- [Passage to read]
● ● ●
What do you expect to receive from Social Security? Avoid the "it won't be there for me" panic attack. We don't know the future, but we know the present. If Social Security undergoes revisions, then you will adjust your other projections. But, for now, use what is real today.
You get a yearly report that tells you what you can expect based on your past earnings. Do you think you will have to take your payments as early as allowed, or will you be able to wait? There are logical reasons for both courses of action that are based on your status. Add that monthly amount to your projections. There are often slight upward adjustments to your monthly check, like 2018's 2% bump, but it isn't enough to change any of your planning.
What is the current status of your retirement savings and investments? You can't predict what the market will do. You can project how much you plan on saving and investing in the years ahead. Using a conservative growth projection, what should you have when you are ready to retire? What do you need to have available when you retire?
Here's a biggie: what about health care costs? None of us knows what the future holds in this area. Personally, the only thing I expect are prices for coverage, medicines, and services will go steadily up. Plan on at least a 10% increase every year until you are eligible for Medicare (or its successor). If you are lucky enough to have good coverage through your workplace, you are lucky. That removes a large worry from your plate, at least for now.
Be aware, that even with Medicare after you turn 65, expect to spend at least $240,000 on medical expenses during the rest of your lifetime.
OK, now with those figures available to you, can you live on that for 30 years? People in good health today who are in their 40s or 50's can expect to live into their late 80s or mid 90s. If you retire sometime around 65, you will have to take care of yourself for another 30 years. Can you?
● ● ●
- [Exercise prompt]
Set down the part of the retirement passage that begins at the words "What do you expect" and stops after "is real today.", word for word. Draw only on the retirement passage.

- [Dataset content]
● ● ●
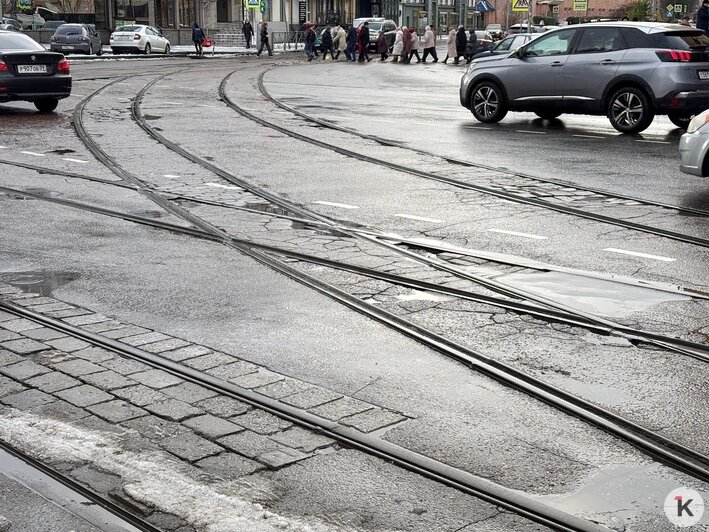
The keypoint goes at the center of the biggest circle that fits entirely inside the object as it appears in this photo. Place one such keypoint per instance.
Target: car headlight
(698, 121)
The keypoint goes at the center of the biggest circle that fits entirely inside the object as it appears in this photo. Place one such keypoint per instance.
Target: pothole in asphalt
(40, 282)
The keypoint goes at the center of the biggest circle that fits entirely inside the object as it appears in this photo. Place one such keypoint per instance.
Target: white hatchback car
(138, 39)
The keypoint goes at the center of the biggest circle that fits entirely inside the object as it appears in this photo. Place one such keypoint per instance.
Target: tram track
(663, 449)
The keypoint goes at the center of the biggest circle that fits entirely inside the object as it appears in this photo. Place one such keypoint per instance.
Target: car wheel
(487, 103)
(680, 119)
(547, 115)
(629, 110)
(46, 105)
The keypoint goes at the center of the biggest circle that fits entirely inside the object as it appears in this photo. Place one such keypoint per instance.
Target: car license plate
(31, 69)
● ● ●
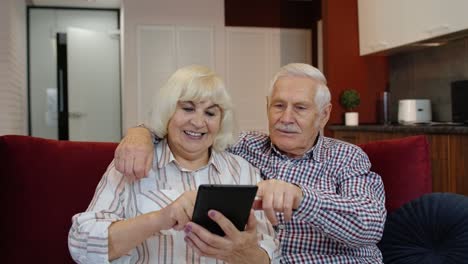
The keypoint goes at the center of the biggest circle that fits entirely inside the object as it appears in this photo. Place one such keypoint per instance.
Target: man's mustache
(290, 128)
● ● ●
- [Exercise output]
What do you expect to receive from Social Security? Avoid the "it won't be there for me" panic attack. We don't know the future, but we know the present. If Social Security undergoes revisions, then you will adjust your other projections. But, for now, use what is real today.